## Work to be completed
Please rewrite every line of the records from the line with "One point rides on each instance of the black" through the end of the records, requests included, scaling each coordinate in the answers by 0.2 and rounding to whole numbers with halves rounded up. Leave the numbers in the requests and their sample points unchanged.

## Supplied records
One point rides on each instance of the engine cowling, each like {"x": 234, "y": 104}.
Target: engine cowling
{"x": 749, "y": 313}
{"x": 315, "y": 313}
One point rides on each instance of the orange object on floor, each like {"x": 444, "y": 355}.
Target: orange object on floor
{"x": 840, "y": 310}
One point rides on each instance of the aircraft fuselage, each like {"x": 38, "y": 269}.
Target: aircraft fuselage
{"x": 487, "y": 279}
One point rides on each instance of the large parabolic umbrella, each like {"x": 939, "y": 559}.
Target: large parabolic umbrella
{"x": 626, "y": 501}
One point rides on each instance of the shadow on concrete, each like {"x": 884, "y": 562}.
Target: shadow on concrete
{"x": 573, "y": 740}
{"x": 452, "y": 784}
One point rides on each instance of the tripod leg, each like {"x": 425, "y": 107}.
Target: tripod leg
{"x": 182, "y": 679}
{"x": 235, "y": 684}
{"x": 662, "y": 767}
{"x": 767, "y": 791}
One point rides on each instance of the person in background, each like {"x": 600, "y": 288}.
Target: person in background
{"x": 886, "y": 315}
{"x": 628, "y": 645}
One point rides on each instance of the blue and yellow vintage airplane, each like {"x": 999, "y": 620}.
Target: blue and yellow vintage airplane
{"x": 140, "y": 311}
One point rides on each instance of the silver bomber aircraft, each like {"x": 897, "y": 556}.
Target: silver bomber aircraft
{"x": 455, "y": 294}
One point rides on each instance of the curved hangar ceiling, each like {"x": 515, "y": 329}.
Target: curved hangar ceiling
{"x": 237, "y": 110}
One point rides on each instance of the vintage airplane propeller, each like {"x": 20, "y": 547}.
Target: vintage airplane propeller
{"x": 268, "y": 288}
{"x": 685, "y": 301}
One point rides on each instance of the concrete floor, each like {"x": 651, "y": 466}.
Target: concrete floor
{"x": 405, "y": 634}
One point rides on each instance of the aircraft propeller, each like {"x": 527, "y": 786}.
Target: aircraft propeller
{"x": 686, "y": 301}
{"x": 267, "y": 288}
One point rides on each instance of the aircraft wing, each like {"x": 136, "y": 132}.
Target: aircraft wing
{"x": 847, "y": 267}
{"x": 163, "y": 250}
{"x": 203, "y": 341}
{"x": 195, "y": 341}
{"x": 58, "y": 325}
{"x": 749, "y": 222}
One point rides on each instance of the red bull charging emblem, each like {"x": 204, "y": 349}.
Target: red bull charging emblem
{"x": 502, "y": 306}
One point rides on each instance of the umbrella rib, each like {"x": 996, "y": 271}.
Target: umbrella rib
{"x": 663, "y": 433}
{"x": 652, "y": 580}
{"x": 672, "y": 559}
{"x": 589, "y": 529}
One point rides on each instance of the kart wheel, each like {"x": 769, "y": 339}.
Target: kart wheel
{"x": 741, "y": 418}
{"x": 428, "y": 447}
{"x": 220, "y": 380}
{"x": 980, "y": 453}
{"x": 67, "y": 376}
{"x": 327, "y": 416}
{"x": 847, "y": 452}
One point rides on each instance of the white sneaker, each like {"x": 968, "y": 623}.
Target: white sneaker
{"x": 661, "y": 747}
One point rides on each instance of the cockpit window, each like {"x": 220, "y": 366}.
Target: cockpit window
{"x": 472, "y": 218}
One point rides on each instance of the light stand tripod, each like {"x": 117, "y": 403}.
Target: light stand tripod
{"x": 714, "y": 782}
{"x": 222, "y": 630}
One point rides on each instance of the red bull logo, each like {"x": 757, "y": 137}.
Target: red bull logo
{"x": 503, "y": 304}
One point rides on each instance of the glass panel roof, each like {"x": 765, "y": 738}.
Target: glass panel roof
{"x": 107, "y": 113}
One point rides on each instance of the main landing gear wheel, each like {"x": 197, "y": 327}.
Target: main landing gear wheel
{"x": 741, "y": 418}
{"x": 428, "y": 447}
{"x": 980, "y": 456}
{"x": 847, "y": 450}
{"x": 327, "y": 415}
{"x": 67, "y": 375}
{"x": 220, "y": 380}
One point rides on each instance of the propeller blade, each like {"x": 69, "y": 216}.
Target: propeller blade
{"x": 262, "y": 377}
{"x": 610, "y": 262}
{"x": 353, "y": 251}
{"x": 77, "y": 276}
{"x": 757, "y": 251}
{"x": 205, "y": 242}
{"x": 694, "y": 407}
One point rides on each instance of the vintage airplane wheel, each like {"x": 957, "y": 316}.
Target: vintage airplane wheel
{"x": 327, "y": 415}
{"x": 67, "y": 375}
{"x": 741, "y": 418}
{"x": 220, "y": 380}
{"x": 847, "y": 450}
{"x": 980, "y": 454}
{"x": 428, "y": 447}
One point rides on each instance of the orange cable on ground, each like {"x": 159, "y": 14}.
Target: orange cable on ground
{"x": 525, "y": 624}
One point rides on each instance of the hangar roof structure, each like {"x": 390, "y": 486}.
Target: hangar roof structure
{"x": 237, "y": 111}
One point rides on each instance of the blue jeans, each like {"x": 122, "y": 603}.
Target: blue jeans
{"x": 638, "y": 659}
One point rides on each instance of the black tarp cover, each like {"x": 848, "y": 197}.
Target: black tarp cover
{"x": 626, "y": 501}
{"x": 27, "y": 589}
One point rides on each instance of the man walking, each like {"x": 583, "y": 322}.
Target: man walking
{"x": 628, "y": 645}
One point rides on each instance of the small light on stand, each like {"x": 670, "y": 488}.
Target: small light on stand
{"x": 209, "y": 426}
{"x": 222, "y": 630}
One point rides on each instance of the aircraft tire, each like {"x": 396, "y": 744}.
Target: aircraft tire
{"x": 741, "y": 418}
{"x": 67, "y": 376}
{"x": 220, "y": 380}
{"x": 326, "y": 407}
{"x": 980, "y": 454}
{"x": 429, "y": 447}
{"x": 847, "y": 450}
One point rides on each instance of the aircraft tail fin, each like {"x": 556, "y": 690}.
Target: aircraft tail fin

## Task result
One point rides on each instance of the black tarp cover, each like {"x": 848, "y": 197}.
Target: black tarp cover
{"x": 125, "y": 100}
{"x": 5, "y": 118}
One point rides on each instance of the man walking, each like {"x": 583, "y": 322}.
Target: man walking
{"x": 126, "y": 129}
One point rides on each instance of the small light on stand, each like {"x": 670, "y": 488}.
Target: small light on stand
{"x": 42, "y": 85}
{"x": 44, "y": 126}
One point rides on each instance of the aircraft tire, each like {"x": 396, "y": 744}.
Target: aircraft tire
{"x": 148, "y": 84}
{"x": 13, "y": 75}
{"x": 44, "y": 76}
{"x": 65, "y": 81}
{"x": 196, "y": 91}
{"x": 86, "y": 89}
{"x": 169, "y": 90}
One point rides on each instance of the aircraft tail fin, each like {"x": 556, "y": 690}.
Target: aircraft tail fin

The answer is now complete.